José Saramago – Essa designação de trilogia involuntária, que depois ganhou foros de caso público, aparece só quando eu tive a ideia que me levou a esse último romance, e que começou com o Ensaio sobre a cegueira. Mas quando escrevi não estava pensando em trilogia, assim também quando escrevi Todos os nomes; são dois livros de temas completamente diferentes. Mas, como disse, é somente quando me aparece a ideia que depois se converteu nesse último romance, que se chama A caverna, que eu percebi que os três livros, os que já estavam publicados e esse que eu me propunha a escrever, não sendo exatamente trilogia com uma unidade temática – cada um trata de assunto que não tem nada a ver com os outros livros – pelo menos assim entendi eu, havia uma unidade de intenção. Esses três livros – Ensaio sobre a cegueira, Todos os nomes e A caverna – mostram de alguma maneira a visão que o autor tem do mundo atual.

É curioso que o senhor tenha escolhido esse gênero de narrativa, a parábola.

J.S. – Mais a alegoria do que a parábola, embora, como nós sabemos, são conceitos muito próximos. Efetivamente, a alegoria, sendo uma expressão literária, e não só literária, mas artística – no campo das artes plásticas, por exemplo, foi utilizadíssima –, estava associada a uma ideia de um mundo clássico, com figuras que são representativas. Pode-se pensar, então, que a alegoria é um modo de narrar que já teve a sua época e que hoje não teria sentido. Eu acho que não, porque efetivamente esses três livros, sobretudo o Ensaio sobre a cegueira e este último, são obras que se expressam diretamente como alegorias. Ora, eu creio que se tivesse escrito, por exemplo, o Ensaio sobre a cegueira de uma maneira mais realista, no sentido mais comum do conceito, creio que a impressão que teria produzido no espírito do leitor não seria tão forte. É exatamente pelo fato de eu estar a dizer uma coisa para dizer outra que inquieta o espírito do leitor, essa ideia de estar a contar uma história que, além de significar o que significa – e isso que é o mais importante –, tem por detrás um significado segundo. Do mesmo modo, com A caverna, ao imaginar uma situação que uma referência histórica e filosófica, precisamente no mito platônico da caverna, eu creio que com essa relação direta o livro ganha uma dimensão diferente do que seria a mera descrição da vida atual. Dessa espécie de fuga à realidade em que todos mais ou menos nos encontramos. Isso não quer dizer que um livro assim não pudesse ser escrito, ou não pudesse ser um bom livro, mas creio que essa referência explícita à caverna de Platão confere-lhe uma outra dimensão e possivelmente atinge o espírito do leitor com mais força. Isso significa que provavelmente os processos narrativos que nós julgávamos ultrapassados podem ser retomados, e com vantagem.

### [Conjunto de dados]
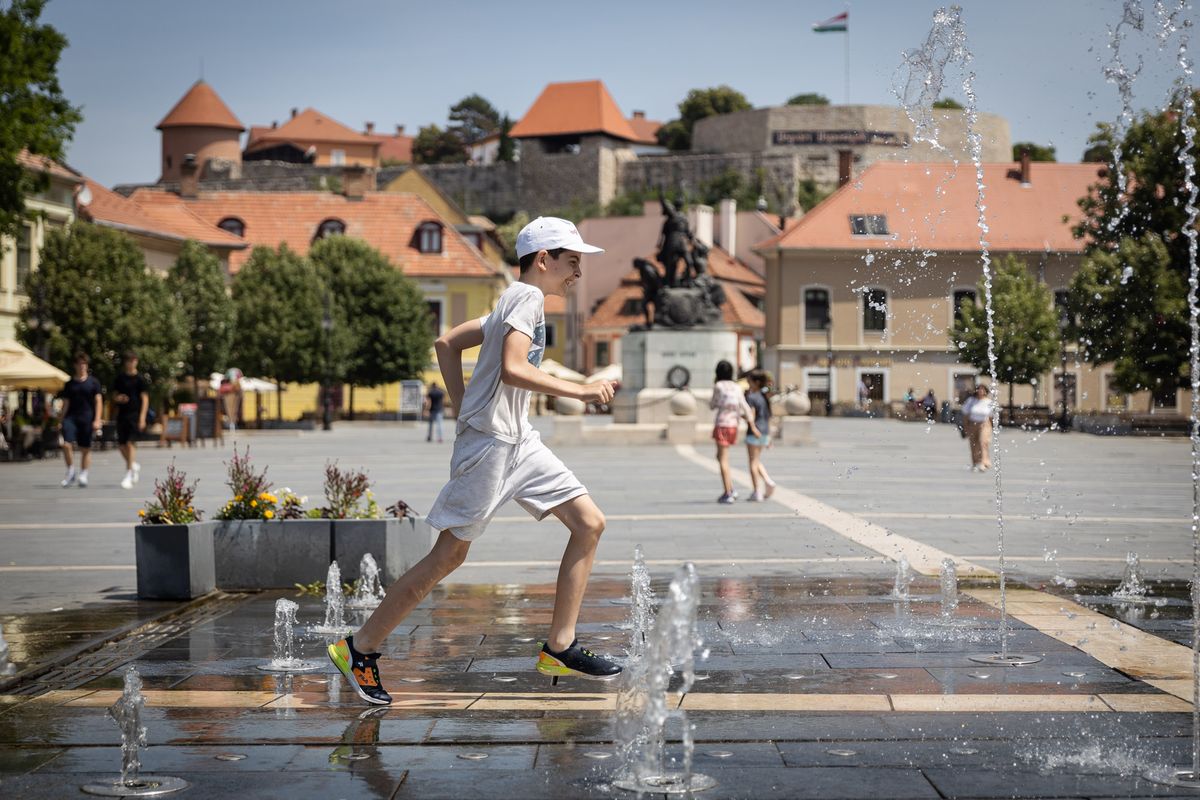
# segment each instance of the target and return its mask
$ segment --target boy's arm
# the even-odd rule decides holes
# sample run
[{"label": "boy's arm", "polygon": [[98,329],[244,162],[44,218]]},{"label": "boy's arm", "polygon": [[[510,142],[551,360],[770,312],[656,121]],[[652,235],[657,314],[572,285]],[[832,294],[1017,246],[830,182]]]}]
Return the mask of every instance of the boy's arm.
[{"label": "boy's arm", "polygon": [[612,399],[613,389],[610,380],[598,380],[581,386],[554,378],[529,363],[530,344],[533,339],[518,330],[510,330],[504,337],[500,380],[505,384],[554,397],[574,397],[584,403],[607,403]]},{"label": "boy's arm", "polygon": [[462,408],[462,395],[467,391],[462,378],[462,351],[482,343],[484,327],[478,319],[456,325],[433,343],[433,351],[438,355],[438,369],[442,371],[442,383],[445,384],[450,404],[455,409]]}]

### [Tarefas do exercício]
1 – Responda com base na entrevista com José Saramago:
(a) Quais são os três livros que, segundo ele, mostram a visão que o autor tem do mundo atual?
(b) Que modo de narrar ele diz ter escolhido mais do que a parábola?
(c) Em que campo artístico, além da literatura, a alegoria foi utilizadíssima?
2 – Dê seguimento à entrevista com José Saramago a partir da última frase apresentada.
Os dados são um material à parte e independente do texto.

### [Respostas por tarefa]
1 –
(a) Ensaio sobre a cegueira, Todos os nomes e A caverna.
(b) A alegoria.
(c) Nas artes plásticas.

2 –
Em A caverna o senhor dedica uma atenção afetuosa ao oleiro Cipriano Algor, um homem entrado em anos. Quanto de si mesmo o senhor colocou nesse personagem?

J.S. – Não creio ter colocado muito de mim mesmo no Cipriano Algor, mas alguma coisa esse Algor evidentemente tem de mim, como também todas as outras personagens, não só desse romance como dos demais. De qualquer forma, nenhum deles é meu alter ego, mas claro que nós construímos personagens com aquilo que sabemos de nós próprios. Quando a personagem é construída a partir da observação exterior, eu tenho muitas dúvidas sobre isso, por que quando observamos o exterior estamos a observar o exterior do exterior. Então, o único lugar onde efetivamente se passam coisas importantes é dentro de cada um de nós. Eu creio que o que há dentro de cada um de nós é suficiente para alimentar e para criar não quatro ou cinco figuras de romance, mas dez mil.

O que mudou em sua rotina com o Prêmio Nobel? O senhor vai se dedicar agora ao projeto de um romance autobiográfico, como se anuncia?

J.S. – Meus hábitos pessoais não mudaram muito, mudou muito foi o emprego de meu tempo, mas, mais importante do que isso – e creio que nesse ponto os amigos estão todos de acordo, e quando os amigos estão de acordo é porque se pode acreditar –, o José Saramago que era antes do prêmio continua a ser exatamente o que é depois, nesse aspecto não mudei nada. Quanto ao novo livro, é um projeto que tenho já há alguns anos e de que tenho muita coisa já escrita, mas que ainda não pude levar ao fim, que é uma autobiografia, mas que é uma autobiografia estranha porque chega até os 14 anos. Não estou nada interessado em escrever uma autobiografia geral de minha vida até agora, o que eu quero saber é que criança eu fui.

Observação: nesta pergunta/resposta acima, o livro que José Saramago faz menção é o notável As pequenas memórias (Cia. das Letras: São Paulo, 2006).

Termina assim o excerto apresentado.